**Data shown:**
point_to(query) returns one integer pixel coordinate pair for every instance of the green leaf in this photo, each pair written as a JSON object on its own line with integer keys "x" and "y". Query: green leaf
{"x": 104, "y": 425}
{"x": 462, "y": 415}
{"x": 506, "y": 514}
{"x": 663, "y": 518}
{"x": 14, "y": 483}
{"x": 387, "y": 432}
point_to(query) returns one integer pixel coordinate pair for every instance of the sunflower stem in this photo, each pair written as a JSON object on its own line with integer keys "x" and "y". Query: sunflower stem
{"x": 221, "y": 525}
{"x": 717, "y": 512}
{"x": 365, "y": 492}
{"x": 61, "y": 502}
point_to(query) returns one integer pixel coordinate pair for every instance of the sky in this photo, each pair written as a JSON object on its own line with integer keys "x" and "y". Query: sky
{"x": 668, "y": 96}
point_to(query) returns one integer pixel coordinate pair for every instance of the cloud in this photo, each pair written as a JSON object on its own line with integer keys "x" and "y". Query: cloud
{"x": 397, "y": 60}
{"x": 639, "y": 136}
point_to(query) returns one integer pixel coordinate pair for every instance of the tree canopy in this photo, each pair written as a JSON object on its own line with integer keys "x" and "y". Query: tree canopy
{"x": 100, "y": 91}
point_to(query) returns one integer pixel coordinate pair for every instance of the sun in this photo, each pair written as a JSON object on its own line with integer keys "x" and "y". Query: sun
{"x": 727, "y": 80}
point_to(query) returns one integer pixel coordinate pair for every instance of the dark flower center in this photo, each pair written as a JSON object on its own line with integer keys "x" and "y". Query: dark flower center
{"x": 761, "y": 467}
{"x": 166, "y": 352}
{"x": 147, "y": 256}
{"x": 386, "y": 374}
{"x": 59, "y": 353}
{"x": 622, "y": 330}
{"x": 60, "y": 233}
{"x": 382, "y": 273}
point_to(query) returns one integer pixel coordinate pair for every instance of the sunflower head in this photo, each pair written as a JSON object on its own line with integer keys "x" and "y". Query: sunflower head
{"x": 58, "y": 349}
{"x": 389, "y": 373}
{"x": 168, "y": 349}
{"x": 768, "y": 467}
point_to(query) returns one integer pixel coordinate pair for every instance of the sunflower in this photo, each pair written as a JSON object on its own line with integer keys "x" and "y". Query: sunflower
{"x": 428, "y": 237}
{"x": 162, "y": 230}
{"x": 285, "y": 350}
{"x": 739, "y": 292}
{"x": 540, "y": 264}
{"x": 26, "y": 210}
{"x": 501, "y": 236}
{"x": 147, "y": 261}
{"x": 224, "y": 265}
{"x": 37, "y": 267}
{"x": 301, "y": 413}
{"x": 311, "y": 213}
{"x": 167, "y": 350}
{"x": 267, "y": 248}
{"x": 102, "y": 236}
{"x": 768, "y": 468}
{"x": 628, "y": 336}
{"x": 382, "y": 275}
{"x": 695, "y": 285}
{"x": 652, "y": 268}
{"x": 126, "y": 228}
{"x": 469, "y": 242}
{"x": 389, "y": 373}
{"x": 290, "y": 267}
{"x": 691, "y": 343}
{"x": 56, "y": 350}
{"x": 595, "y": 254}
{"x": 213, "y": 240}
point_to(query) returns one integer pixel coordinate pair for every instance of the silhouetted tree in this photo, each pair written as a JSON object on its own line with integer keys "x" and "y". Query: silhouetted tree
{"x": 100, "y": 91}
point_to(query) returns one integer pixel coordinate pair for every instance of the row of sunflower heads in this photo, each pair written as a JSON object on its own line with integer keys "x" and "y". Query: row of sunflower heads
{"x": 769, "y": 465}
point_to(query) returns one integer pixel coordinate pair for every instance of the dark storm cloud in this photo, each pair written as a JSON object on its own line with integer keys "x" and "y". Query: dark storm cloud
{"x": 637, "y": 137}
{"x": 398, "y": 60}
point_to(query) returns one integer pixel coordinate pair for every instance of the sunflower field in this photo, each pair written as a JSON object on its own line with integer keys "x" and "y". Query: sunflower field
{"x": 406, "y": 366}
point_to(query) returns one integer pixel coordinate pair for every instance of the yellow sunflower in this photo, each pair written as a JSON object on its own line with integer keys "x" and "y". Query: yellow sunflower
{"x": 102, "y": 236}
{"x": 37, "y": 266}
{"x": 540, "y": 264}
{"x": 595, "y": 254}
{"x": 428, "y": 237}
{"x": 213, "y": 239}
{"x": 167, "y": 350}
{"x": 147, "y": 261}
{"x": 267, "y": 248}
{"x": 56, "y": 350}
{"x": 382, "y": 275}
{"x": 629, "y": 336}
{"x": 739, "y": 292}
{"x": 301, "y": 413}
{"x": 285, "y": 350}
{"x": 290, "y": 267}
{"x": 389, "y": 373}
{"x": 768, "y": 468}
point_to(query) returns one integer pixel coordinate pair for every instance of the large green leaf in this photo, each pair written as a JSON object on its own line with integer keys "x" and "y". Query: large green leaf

**Directions for this task:** Each record is to be retyped exactly as written.

**Response box:**
point_to(query) returns one integer pixel coordinate pair for every instance of the green leaf in this photo, each pair written as a JSON object on its own line with integer keys "x" and "y". Query: green leaf
{"x": 104, "y": 425}
{"x": 462, "y": 415}
{"x": 506, "y": 514}
{"x": 663, "y": 518}
{"x": 14, "y": 483}
{"x": 387, "y": 432}
point_to(query) returns one integer pixel coordinate pair for every instance of the sunflower stem in this photo, each pair written as a JSON object on its own line with integer keys "x" and "y". Query: sunflower stem
{"x": 221, "y": 525}
{"x": 717, "y": 512}
{"x": 365, "y": 492}
{"x": 61, "y": 502}
point_to(query) returns one integer pixel coordinate pair for every instance of the sky in this photo, each pair written as a JSON object on its own line with integer keys "x" and "y". Query: sky
{"x": 668, "y": 96}
point_to(query) returns one integer pixel coordinate pair for every instance of the cloud in this photo, each pair written as a JSON object on its own line with integer keys "x" and "y". Query: cloud
{"x": 397, "y": 60}
{"x": 639, "y": 136}
point_to(query) returns one integer pixel coordinate pair for every instance of the tree canopy in this photo, each pair written as a JSON object on its own line with integer keys "x" and "y". Query: tree canopy
{"x": 100, "y": 91}
point_to(query) returns one integer pixel coordinate pair for every instance of the sun in this photo, each pair written as a JSON object on its own line with integer keys "x" and "y". Query: sun
{"x": 727, "y": 80}
point_to(query) returns one integer pixel coordinate pair for every instance of the dark flower center in this photo, each pair written as a JSON object on its own line with integer keys "x" and "y". Query: dark flower center
{"x": 761, "y": 467}
{"x": 166, "y": 352}
{"x": 147, "y": 256}
{"x": 386, "y": 374}
{"x": 59, "y": 353}
{"x": 622, "y": 330}
{"x": 60, "y": 233}
{"x": 382, "y": 273}
point_to(query) returns one integer pixel coordinate pair for every instance of the sunflower head in this photo, each pair written as a JSON object on its own line with integer keys "x" and "y". Query: sunflower head
{"x": 58, "y": 349}
{"x": 389, "y": 373}
{"x": 168, "y": 349}
{"x": 768, "y": 467}
point_to(query) returns one integer pixel coordinate pair for every instance of the sunflower in this photo, each pair written as a JSON object on its own line with integer keys "x" and "y". Query: sunflower
{"x": 428, "y": 237}
{"x": 162, "y": 230}
{"x": 285, "y": 350}
{"x": 739, "y": 292}
{"x": 540, "y": 264}
{"x": 26, "y": 210}
{"x": 501, "y": 236}
{"x": 147, "y": 261}
{"x": 224, "y": 265}
{"x": 37, "y": 267}
{"x": 301, "y": 413}
{"x": 311, "y": 213}
{"x": 167, "y": 350}
{"x": 267, "y": 248}
{"x": 102, "y": 236}
{"x": 768, "y": 468}
{"x": 628, "y": 336}
{"x": 382, "y": 275}
{"x": 695, "y": 285}
{"x": 652, "y": 268}
{"x": 126, "y": 228}
{"x": 469, "y": 242}
{"x": 389, "y": 373}
{"x": 290, "y": 267}
{"x": 691, "y": 343}
{"x": 56, "y": 350}
{"x": 595, "y": 254}
{"x": 213, "y": 240}
point_to(query) returns one integer pixel coordinate pair for every instance of the silhouetted tree in this photo, each pair written as a JSON object on its own line with integer keys "x" and "y". Query: silhouetted tree
{"x": 100, "y": 91}
point_to(query) returns one integer pixel coordinate pair for every instance of the row of sunflower heads in this photo, each pair written as a JSON object on its own line with integer keys "x" and "y". Query: row of sunflower heads
{"x": 769, "y": 465}
point_to(query) returns one integer pixel coordinate pair for every instance of the dark storm cloud in this photo, each pair written as a JSON object on its own line with integer keys "x" and "y". Query: dark storm cloud
{"x": 637, "y": 137}
{"x": 398, "y": 60}
point_to(query) returns one integer pixel coordinate pair for every instance of the sunflower field in this photo, each pair written as a JSON object on its own line with integer keys "x" and "y". Query: sunflower field
{"x": 406, "y": 366}
point_to(query) returns one integer pixel coordinate pair for every instance of the yellow sunflower in this photo, each pair written as a JSON object on its own line with integer keys "x" and "y". Query: yellow sunflower
{"x": 102, "y": 236}
{"x": 37, "y": 266}
{"x": 540, "y": 264}
{"x": 595, "y": 254}
{"x": 428, "y": 237}
{"x": 213, "y": 239}
{"x": 167, "y": 350}
{"x": 147, "y": 261}
{"x": 267, "y": 248}
{"x": 56, "y": 350}
{"x": 382, "y": 275}
{"x": 629, "y": 336}
{"x": 739, "y": 292}
{"x": 301, "y": 413}
{"x": 285, "y": 350}
{"x": 290, "y": 267}
{"x": 389, "y": 373}
{"x": 768, "y": 468}
point_to(query) returns one integer pixel coordinate pair for every instance of the large green leaf in this photo, each pair written as a JSON object on its own line with integer keys "x" and "y". Query: large green leaf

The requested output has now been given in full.